[Region annotation entries]
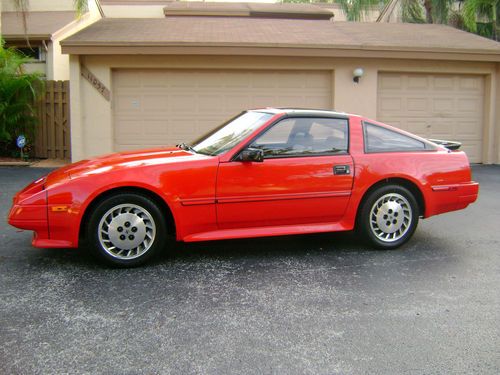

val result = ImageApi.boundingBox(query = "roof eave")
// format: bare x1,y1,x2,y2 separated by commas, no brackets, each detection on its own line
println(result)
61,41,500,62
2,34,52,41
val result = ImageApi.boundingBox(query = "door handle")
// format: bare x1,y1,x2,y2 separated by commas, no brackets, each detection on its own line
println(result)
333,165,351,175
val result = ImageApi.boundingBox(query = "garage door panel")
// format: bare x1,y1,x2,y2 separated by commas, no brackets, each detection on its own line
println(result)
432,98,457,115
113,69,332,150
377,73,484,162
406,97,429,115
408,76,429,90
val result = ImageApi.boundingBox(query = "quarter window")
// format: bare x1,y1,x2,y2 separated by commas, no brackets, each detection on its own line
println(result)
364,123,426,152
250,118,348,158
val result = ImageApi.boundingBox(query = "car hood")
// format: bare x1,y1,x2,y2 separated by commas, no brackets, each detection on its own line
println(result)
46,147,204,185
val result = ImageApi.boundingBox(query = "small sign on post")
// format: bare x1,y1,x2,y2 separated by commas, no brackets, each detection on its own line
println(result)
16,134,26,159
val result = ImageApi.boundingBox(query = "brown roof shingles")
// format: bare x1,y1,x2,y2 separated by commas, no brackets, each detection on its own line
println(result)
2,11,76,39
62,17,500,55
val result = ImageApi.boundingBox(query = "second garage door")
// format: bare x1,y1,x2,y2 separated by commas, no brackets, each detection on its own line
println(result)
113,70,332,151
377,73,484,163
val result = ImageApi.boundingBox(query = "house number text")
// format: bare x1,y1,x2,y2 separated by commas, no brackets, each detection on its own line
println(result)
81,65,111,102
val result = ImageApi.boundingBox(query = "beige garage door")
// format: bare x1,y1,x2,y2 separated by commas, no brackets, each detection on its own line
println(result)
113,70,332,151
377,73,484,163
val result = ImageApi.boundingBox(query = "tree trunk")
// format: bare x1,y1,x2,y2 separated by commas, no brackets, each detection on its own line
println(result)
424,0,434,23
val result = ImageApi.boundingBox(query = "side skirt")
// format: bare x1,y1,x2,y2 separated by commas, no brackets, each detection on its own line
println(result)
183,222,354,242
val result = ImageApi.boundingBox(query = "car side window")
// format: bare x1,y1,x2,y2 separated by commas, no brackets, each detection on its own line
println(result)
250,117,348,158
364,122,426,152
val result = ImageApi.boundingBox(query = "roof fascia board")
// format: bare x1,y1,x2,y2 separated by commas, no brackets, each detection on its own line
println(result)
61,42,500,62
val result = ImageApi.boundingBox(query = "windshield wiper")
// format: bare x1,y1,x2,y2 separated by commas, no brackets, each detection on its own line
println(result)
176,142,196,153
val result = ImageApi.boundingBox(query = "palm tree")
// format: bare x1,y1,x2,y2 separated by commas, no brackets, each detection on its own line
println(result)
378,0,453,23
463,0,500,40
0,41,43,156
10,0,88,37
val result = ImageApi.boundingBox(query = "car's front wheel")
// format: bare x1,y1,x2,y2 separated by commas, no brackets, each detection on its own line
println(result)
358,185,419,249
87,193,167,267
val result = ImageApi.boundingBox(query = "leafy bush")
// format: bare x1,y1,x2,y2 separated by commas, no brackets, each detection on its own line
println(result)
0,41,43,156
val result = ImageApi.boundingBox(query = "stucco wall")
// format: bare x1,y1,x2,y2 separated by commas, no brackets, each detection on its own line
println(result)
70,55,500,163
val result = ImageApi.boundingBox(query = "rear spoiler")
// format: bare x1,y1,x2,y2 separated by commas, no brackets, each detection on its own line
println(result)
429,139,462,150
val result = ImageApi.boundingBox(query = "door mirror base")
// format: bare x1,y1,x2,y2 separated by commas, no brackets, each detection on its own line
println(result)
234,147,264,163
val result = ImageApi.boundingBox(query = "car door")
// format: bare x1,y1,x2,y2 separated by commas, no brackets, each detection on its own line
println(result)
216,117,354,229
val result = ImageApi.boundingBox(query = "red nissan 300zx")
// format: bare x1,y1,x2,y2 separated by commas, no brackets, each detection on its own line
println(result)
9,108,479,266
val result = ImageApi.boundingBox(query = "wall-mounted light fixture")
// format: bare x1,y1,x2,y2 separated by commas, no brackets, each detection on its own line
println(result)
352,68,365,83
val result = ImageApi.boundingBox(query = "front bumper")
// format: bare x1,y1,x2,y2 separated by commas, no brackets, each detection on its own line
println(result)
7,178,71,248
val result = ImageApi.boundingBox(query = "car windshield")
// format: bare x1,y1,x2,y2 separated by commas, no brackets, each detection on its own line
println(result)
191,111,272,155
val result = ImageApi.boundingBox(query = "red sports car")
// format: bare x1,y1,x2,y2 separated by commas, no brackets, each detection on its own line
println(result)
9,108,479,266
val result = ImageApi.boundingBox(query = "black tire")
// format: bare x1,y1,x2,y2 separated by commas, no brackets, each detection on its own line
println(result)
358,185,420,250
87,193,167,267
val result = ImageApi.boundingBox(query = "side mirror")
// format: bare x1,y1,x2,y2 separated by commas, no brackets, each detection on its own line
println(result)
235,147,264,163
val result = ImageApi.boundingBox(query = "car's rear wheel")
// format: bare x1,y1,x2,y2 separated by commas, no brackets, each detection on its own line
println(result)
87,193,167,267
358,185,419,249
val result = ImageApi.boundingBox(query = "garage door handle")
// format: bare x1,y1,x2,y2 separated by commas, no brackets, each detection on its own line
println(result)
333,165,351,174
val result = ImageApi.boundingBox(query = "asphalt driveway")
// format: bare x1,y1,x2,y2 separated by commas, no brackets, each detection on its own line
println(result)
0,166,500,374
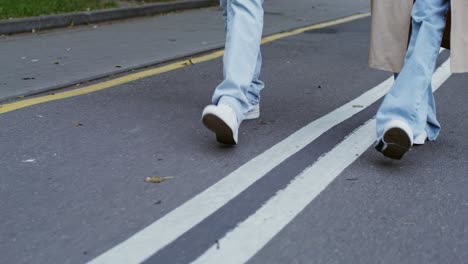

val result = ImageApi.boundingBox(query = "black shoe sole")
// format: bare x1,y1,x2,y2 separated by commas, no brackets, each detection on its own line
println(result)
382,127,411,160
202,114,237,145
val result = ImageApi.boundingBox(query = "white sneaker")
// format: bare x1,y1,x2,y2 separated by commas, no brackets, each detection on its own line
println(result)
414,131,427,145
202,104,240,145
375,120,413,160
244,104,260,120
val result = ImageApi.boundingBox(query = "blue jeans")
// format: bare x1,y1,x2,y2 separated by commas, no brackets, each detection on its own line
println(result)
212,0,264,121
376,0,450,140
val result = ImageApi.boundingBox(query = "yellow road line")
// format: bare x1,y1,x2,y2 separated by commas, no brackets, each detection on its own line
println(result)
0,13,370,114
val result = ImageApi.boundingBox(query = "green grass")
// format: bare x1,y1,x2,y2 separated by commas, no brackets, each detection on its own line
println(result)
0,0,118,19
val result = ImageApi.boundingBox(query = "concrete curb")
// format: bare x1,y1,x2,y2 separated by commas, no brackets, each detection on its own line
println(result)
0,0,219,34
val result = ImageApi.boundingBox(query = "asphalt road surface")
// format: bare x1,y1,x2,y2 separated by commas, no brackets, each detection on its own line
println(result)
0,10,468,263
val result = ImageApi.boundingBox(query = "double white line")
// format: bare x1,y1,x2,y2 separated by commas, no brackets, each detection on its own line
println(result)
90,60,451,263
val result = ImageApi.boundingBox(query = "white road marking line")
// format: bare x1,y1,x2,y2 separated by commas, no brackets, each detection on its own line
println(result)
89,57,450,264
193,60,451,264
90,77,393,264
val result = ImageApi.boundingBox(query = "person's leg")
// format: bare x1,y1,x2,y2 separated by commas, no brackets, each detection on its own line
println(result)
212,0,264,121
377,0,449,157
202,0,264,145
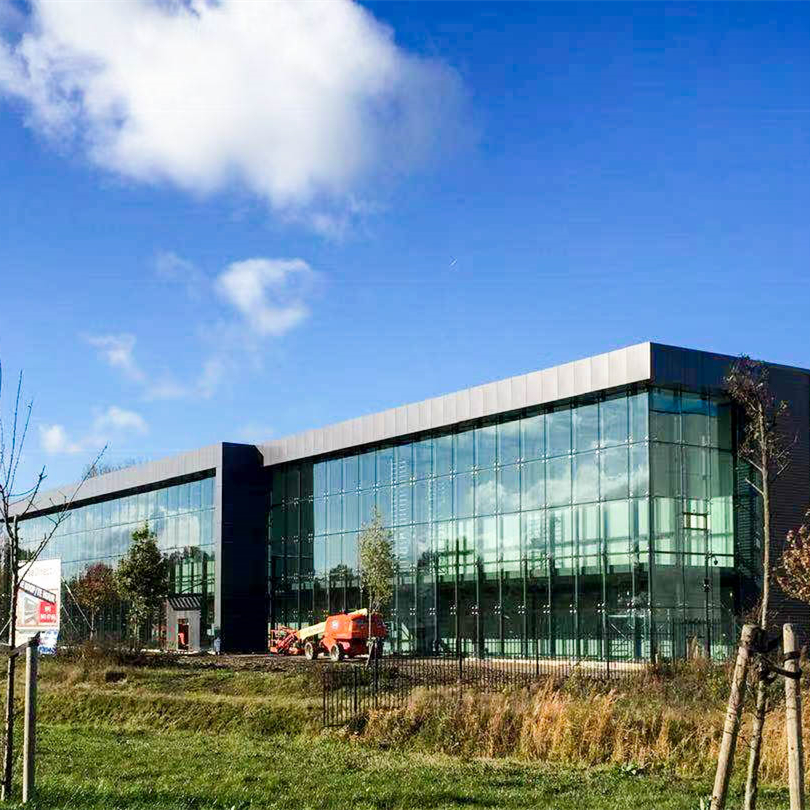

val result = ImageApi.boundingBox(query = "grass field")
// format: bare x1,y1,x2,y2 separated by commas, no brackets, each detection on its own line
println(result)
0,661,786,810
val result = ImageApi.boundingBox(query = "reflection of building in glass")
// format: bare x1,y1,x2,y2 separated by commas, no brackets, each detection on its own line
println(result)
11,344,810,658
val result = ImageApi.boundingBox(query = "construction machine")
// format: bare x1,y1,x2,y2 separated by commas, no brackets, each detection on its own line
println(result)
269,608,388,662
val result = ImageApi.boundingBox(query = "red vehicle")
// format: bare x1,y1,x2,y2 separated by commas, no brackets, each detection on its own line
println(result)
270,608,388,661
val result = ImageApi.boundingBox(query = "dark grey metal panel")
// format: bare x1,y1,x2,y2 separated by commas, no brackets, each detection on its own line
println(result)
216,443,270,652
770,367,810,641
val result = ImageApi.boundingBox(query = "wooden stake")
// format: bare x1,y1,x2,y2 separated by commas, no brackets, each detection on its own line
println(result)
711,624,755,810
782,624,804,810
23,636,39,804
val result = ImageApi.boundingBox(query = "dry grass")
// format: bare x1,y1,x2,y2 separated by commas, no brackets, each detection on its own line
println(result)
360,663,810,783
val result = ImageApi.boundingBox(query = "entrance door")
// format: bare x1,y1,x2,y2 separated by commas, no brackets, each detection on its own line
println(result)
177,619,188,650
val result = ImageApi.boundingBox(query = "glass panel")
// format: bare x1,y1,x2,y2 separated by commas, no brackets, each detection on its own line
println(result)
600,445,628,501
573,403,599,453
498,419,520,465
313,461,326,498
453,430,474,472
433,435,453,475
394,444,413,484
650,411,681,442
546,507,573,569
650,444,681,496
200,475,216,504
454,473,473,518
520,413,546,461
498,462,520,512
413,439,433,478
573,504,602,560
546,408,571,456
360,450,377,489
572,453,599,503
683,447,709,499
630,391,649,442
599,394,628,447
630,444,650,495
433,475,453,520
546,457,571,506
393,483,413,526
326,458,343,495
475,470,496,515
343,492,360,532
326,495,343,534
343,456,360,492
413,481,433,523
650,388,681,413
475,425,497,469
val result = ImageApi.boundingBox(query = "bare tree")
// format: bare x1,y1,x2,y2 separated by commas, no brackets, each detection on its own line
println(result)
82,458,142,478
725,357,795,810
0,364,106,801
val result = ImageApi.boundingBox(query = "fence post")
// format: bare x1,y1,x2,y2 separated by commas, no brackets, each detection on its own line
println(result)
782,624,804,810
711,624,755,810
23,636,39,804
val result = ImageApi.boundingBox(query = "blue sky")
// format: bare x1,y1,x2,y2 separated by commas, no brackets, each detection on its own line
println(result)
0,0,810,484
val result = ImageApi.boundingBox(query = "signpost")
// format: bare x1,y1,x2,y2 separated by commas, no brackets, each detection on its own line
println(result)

* [What you need to do]: Count the lines that contain the word "door", treating uppercase and lowercase as different, and give only the number.

* [Task result]: 8